TASK DIRECTIONS -> Omit the pictures and output every entry below exactly as written.

DATA FOR THIS TASK ->

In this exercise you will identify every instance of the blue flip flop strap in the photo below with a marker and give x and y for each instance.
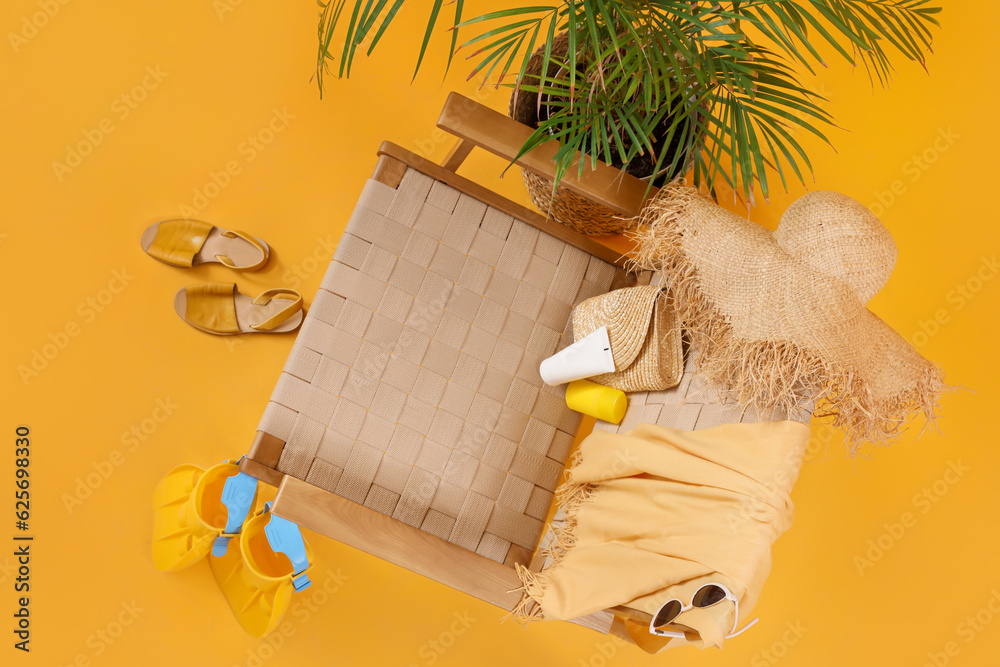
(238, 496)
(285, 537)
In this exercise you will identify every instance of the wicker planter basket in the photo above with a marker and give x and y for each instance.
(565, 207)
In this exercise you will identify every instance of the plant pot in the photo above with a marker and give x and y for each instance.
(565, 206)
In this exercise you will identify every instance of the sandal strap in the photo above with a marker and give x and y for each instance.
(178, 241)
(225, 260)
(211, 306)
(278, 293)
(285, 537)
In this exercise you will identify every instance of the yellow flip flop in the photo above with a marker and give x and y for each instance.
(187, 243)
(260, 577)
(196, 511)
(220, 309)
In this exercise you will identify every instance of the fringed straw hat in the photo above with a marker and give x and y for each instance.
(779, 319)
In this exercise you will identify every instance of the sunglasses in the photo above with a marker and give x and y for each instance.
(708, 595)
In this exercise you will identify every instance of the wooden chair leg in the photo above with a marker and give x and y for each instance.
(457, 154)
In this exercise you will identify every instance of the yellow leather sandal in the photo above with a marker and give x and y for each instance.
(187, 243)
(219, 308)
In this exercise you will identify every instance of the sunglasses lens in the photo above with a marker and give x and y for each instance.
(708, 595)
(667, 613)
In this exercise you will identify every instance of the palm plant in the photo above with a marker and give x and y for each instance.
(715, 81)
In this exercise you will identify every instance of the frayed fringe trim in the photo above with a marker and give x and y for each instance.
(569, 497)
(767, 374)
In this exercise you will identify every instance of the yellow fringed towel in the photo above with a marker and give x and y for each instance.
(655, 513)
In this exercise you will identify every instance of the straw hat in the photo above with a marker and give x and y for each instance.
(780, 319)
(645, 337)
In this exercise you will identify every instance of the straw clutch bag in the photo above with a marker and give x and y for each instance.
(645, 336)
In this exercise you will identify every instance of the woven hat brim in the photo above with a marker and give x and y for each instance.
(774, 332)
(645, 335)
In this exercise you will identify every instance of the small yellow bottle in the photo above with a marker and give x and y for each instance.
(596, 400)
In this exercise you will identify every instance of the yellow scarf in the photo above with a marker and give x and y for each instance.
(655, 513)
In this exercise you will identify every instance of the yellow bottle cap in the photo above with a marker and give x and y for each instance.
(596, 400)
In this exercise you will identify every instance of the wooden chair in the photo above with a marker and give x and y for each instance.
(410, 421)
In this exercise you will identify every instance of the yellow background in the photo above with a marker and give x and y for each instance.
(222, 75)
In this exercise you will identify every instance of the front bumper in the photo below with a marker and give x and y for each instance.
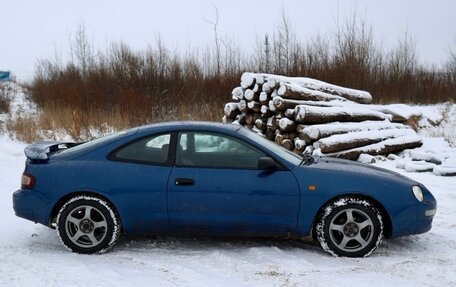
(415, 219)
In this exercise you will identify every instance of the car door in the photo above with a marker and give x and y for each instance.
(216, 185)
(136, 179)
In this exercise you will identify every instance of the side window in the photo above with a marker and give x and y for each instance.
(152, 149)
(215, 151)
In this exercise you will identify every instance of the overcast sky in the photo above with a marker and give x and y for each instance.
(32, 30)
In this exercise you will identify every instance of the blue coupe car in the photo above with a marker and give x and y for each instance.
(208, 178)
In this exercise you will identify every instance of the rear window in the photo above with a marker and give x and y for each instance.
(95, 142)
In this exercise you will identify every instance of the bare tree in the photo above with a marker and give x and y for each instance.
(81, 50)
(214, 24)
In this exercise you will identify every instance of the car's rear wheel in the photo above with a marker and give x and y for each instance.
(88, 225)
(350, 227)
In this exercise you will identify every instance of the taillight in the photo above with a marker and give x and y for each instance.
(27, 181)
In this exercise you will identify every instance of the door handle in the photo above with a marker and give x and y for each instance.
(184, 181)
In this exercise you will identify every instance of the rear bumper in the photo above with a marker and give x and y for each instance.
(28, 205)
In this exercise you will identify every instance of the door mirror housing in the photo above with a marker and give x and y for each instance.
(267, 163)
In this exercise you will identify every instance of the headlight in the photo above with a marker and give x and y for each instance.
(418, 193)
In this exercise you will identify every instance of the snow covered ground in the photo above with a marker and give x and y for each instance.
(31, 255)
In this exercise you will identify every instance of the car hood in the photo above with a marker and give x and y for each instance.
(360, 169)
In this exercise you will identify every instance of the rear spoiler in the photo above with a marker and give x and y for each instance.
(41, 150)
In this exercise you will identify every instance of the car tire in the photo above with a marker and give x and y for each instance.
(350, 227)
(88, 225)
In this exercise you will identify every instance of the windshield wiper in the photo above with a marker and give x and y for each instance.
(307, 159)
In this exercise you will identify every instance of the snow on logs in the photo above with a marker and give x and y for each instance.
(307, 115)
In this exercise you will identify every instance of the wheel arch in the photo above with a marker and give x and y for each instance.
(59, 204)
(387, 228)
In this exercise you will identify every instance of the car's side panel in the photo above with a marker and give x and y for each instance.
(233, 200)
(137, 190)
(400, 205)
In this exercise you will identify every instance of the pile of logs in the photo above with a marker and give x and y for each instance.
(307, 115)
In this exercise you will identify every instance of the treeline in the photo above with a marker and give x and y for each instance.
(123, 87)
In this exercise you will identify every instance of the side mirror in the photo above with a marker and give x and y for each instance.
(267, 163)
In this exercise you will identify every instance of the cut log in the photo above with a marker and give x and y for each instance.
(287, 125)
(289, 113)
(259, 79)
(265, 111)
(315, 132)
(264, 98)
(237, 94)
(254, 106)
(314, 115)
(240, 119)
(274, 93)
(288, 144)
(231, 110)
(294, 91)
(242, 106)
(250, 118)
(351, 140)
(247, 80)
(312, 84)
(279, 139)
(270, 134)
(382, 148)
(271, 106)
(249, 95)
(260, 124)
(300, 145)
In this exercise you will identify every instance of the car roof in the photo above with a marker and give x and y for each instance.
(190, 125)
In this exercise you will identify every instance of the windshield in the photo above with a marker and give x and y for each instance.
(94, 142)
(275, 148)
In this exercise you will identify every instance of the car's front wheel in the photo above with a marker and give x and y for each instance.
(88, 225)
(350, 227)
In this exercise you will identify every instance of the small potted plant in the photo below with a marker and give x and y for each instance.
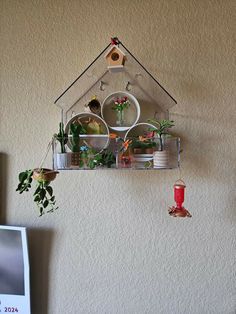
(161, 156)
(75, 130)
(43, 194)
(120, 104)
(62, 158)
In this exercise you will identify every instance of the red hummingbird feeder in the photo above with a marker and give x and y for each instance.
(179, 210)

SOLUTION TO THIS TASK ->
In this exercise you will identify every instance of the blue flip flop strap in the photo below with a marker and give x and y for each instance.
(238, 496)
(285, 537)
In this exercise you will identify every instance of the wicker planter basket in the photo above with a marker and give x and y for each instance.
(565, 207)
In this exercise you will identify every instance of the plant pot in the photo above with a marker and give x and y for each instance.
(565, 206)
In this exercise you will identify every instance of the sandal strap in the photo above with a marker and give x and y for each instance.
(178, 241)
(225, 260)
(211, 306)
(278, 293)
(285, 537)
In this exercise you will identify every instance of the yellow flip flop in the photo above with a marker and give x and y for each instance.
(187, 243)
(260, 577)
(196, 511)
(220, 309)
In this exercise you will identify every instance of the fringed straw hat in the photo above with a marker and give x and y for each instance.
(779, 319)
In this exercise you will identify every instance of the sunglasses in the photo above with a marker and give x and y for each instance.
(708, 595)
In this exercise you will identify every instance of the wooden chair leg in the photo above with a marker and give x and y for each instance.
(457, 154)
In this exercise you will identify every instance of the yellow leather sandal in the photo above with a marker and give x and y for each instance.
(187, 243)
(219, 308)
In this exercise you will identify every instance of the sunglasses lens in the photo above with a marker and give x and y for each instance.
(708, 595)
(667, 613)
In this exercise you will identify every instance of the palm plant in the photo above with a marker and give x and y for each instance.
(715, 81)
In this exercise you will identify every instance of the frayed fringe trim in the photo above with a marker and give x and y for each instance.
(569, 497)
(767, 374)
In this exercise you will identify every instance of the yellow fringed towel in the photo above with a marker and give x and y for each instance.
(655, 513)
In this exercise you will identify every instance of the straw hat in the photo above with a marker and give x and y for each instance.
(780, 319)
(645, 337)
In this exercise you will identify every instance of the straw clutch bag in the photo above with a marker and give x and y for each instance.
(645, 336)
In this exercise you will identify every instance of the woven hat brim in the photo above with a marker and give x and y for each instance.
(774, 332)
(645, 335)
In this exercise you will identify every instance of the small yellow bottle in the photo above with a marker and give x and y for each instance.
(596, 400)
In this exercise you will identify every instance of the yellow scarf in the photo above with a marker and give x and y for each instance.
(655, 513)
In this exercise you will identify every instance of the yellow bottle cap in the photo above with a marker and give x and y for each instance.
(596, 400)
In this exercise you will identify every instance of the wooden chair in the photo above with a marker and give x and y for each instance.
(410, 421)
In this exercise you will identify every instance of the yellow background in the photo above with a marker and give x and y for each instance.
(222, 75)
In this exercise you will identify every instance of the front bumper in the photo below with a marker and give x and y for each instance.
(415, 219)
In this exercise you will identify every instance of the car door in the photo above with a marker and give x and y for each instance.
(216, 185)
(136, 179)
In this exercise you will identify every instance of the side window in the photo above with a marker and give x and y for each instance.
(152, 149)
(215, 151)
In this exercise you will identify every instance of the overcast sky in the photo above with a marker and give x and y for each instance.
(32, 30)
In this exercise you will identify every instance of the blue coupe car in the photo above with a marker and give x and y for each instance.
(208, 178)
In this exercise you will identify every instance of the rear window in the photo above with a marker and give x and y for each instance.
(95, 142)
In this exercise you will identify every instance of the bare tree in the photo above with a marker and give x and y for each instance.
(81, 50)
(214, 24)
In this exercise you will identify every instance of the car's rear wheel in the photo above with a marker and give x and y for each instance.
(88, 225)
(350, 227)
In this exercise you will identify every instance of the taillight in the photo above with a marker and give x and y for each instance.
(27, 181)
In this exercise you will identify every instance of the door handle in the photo above with a marker and give x and y for each instance.
(184, 181)
In this exercise you will identify every instance of the rear bumper in the photo above with a marker and give x and y for each instance.
(28, 205)
In this exercise you will identify every instance of the door mirror housing in the photo above with a marker and give x and y for each instance.
(267, 163)
In this exercise you will identify every instance of the headlight in the photo above with a marker and give x and y for each instance.
(418, 193)
In this exercise you will identify every instance of the snow covered ground in the photo above with a marker and give x and y for each instance.
(31, 255)
In this exercise you will identify every instance of the car hood in the photo above with a marker and give x and y for each instance.
(360, 169)
In this exercise you will identify every instance of the rear spoiler in the photo above with a marker and give x and y for each instance.
(41, 150)
In this exercise you will identify every instance of the car tire in the photo above with a marker and give x and y for each instance.
(350, 227)
(88, 225)
In this exercise you will identify every instance of the windshield wiper in the photo above with a marker and give x and y for each instance.
(307, 159)
In this exercise you will identify every instance of the snow on logs in the photo above with a marker and give x and y for each instance.
(307, 115)
In this exercise you will identify every instance of the wheel arch in the photo above with a marker and give x and y for each instance.
(59, 204)
(387, 228)
In this exercise you will identify every instance of the car's side panel in the photo above with a marker and give x and y for each instance.
(233, 200)
(137, 190)
(400, 205)
In this exercise you will identify every instance of the pile of logs in the photo above with a marker and give x and y for each instance.
(307, 115)
In this exercise you will identify every instance of the treeline in the photo above with a marker and give x and y for each instance.
(123, 87)
In this exercise you will identify every instance of the side mirror in the photo above with a marker and give x and y for each instance.
(267, 163)
In this exercise you will identify every instance of the cut log in the photo above with a marker and give x and y for each instance.
(287, 125)
(289, 113)
(259, 79)
(265, 111)
(315, 132)
(264, 98)
(237, 94)
(254, 106)
(314, 115)
(240, 119)
(274, 93)
(288, 144)
(231, 110)
(294, 91)
(242, 106)
(250, 118)
(351, 140)
(247, 80)
(312, 84)
(279, 139)
(270, 134)
(382, 148)
(271, 106)
(249, 95)
(260, 124)
(300, 145)
In this exercise you will identify every instance of the car roof in the photo above with a marker and give x and y for each instance.
(190, 125)
In this exercise you will identify every instance of the windshield in the photo above with a marker and give x and y for each instance.
(94, 142)
(275, 148)
In this exercise you will identify every instance of the car's front wheel in the photo above with a marker and give x and y for each instance.
(88, 225)
(350, 227)
In this exercise you will identify every instance of the small potted plant in the photo below with a marker and give x and y for each instance.
(161, 156)
(75, 130)
(43, 194)
(120, 104)
(62, 158)
In this exercise you will identify every instance of the red hummingbird feeder in the photo above with a marker and give x and y for each instance.
(179, 210)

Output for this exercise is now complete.